■ **Set problem**:
Pull out every line in the data below that contains the word "building" and copy each one in full. Case counts, so a line matches only if the capitalization is the same.

───── Supplied records ─────

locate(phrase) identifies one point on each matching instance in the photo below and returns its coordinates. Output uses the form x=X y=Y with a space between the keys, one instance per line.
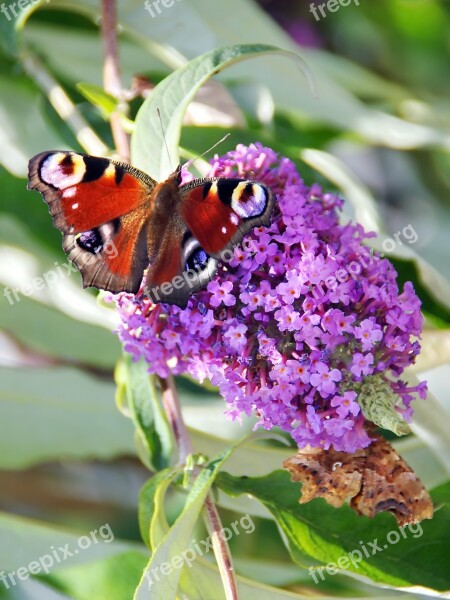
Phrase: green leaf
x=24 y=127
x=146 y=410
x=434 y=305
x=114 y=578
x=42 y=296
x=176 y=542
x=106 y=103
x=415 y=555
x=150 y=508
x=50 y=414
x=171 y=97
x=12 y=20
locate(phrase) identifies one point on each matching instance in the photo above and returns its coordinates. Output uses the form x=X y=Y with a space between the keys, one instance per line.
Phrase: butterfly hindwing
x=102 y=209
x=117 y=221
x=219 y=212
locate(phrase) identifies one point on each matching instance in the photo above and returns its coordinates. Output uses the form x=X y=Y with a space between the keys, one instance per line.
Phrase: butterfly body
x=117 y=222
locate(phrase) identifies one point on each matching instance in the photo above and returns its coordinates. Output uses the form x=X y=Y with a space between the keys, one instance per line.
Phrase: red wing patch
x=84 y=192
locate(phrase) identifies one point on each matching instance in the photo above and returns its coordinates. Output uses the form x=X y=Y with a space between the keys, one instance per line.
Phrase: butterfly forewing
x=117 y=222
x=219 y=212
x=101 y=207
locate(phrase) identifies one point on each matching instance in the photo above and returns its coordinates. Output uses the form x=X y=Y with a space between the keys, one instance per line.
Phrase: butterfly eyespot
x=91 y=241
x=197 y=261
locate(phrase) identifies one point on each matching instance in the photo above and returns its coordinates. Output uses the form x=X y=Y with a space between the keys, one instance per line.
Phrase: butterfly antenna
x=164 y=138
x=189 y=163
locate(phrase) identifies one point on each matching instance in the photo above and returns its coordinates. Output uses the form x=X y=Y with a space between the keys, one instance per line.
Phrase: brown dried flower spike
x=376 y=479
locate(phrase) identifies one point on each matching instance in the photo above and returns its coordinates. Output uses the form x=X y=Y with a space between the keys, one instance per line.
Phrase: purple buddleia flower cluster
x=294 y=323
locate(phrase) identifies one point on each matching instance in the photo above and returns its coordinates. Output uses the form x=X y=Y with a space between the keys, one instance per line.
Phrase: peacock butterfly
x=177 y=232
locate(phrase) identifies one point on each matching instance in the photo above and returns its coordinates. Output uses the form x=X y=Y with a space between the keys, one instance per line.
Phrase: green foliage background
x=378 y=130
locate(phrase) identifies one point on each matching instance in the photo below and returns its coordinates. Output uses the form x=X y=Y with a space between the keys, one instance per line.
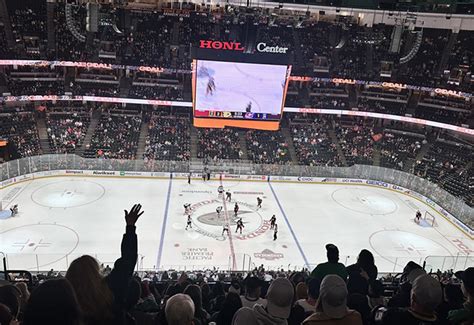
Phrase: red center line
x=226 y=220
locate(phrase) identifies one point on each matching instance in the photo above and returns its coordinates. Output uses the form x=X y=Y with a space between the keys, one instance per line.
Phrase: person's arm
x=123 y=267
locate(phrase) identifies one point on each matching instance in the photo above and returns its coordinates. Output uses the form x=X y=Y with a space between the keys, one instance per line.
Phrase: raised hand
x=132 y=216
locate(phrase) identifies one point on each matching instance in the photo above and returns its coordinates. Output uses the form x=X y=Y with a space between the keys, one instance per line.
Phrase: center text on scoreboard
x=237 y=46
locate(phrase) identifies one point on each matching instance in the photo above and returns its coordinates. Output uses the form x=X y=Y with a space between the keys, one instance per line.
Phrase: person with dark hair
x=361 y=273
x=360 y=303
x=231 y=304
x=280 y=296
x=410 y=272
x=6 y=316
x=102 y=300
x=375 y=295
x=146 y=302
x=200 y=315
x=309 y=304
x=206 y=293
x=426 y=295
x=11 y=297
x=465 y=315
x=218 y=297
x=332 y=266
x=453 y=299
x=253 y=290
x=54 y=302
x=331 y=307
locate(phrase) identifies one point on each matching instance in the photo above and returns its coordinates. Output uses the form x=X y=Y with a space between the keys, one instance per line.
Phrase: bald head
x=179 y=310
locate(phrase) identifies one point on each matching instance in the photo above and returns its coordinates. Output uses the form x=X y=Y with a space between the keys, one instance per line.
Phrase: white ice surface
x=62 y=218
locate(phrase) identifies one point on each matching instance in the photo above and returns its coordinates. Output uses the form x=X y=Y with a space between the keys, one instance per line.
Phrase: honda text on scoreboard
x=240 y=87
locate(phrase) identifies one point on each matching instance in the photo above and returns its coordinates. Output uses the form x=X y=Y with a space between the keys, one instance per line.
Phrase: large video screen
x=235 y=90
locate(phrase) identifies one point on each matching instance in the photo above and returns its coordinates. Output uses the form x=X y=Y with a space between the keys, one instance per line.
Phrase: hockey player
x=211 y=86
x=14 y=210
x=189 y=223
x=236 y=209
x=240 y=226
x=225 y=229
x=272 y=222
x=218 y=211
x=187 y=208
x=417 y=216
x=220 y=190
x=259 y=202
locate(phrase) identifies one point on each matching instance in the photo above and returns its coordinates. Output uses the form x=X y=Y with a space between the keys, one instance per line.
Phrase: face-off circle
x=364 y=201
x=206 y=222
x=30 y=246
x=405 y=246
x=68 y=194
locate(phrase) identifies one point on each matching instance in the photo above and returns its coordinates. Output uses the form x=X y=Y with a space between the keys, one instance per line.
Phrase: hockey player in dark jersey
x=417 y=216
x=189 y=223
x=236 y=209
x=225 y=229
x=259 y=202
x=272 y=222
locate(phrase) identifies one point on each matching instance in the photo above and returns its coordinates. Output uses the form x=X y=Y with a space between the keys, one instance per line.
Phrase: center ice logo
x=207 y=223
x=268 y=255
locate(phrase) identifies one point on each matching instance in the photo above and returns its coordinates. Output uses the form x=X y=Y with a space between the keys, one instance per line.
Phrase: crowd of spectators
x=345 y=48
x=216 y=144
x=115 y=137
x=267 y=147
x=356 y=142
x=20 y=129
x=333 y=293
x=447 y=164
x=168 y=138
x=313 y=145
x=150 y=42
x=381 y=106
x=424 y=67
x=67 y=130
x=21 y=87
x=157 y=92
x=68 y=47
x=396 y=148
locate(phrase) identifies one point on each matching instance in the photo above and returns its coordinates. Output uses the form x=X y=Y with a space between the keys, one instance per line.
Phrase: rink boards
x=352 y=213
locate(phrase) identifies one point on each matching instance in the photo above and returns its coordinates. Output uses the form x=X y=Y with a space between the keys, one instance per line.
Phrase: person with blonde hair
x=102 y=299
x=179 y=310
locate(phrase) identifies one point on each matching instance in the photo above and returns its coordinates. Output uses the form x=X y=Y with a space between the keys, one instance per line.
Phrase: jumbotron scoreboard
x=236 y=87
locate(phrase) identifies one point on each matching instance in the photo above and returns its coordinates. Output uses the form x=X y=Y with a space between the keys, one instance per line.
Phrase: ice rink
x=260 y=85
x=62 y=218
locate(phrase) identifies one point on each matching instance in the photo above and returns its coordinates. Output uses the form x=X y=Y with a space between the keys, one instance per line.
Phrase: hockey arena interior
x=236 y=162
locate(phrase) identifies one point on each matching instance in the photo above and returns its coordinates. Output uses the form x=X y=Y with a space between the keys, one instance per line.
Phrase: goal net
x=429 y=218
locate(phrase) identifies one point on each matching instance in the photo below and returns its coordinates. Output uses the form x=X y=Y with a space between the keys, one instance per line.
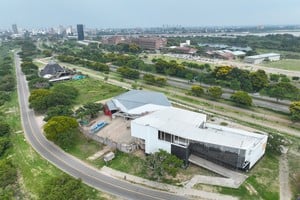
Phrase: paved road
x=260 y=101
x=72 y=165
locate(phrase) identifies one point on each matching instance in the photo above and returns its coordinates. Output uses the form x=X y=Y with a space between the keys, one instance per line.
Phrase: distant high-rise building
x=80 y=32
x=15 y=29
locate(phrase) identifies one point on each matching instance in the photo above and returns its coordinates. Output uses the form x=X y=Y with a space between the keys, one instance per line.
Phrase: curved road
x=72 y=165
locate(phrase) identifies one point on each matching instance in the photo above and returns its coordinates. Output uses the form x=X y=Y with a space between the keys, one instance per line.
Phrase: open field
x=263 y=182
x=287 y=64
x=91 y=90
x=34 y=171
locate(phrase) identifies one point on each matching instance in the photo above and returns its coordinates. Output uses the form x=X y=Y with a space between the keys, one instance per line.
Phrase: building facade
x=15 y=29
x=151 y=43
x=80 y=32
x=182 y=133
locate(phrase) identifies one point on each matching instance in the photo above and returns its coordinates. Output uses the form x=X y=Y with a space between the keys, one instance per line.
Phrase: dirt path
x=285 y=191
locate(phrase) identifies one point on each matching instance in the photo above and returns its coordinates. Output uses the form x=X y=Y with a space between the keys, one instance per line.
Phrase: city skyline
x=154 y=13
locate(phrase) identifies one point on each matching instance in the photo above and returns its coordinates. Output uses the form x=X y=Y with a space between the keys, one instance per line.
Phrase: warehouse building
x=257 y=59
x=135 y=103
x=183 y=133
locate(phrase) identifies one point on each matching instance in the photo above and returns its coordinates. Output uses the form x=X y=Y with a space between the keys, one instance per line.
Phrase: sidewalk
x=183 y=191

─────

■ **Task result**:
Phrase: distant high-rise building
Phrase: building facade
Phrase: warehouse building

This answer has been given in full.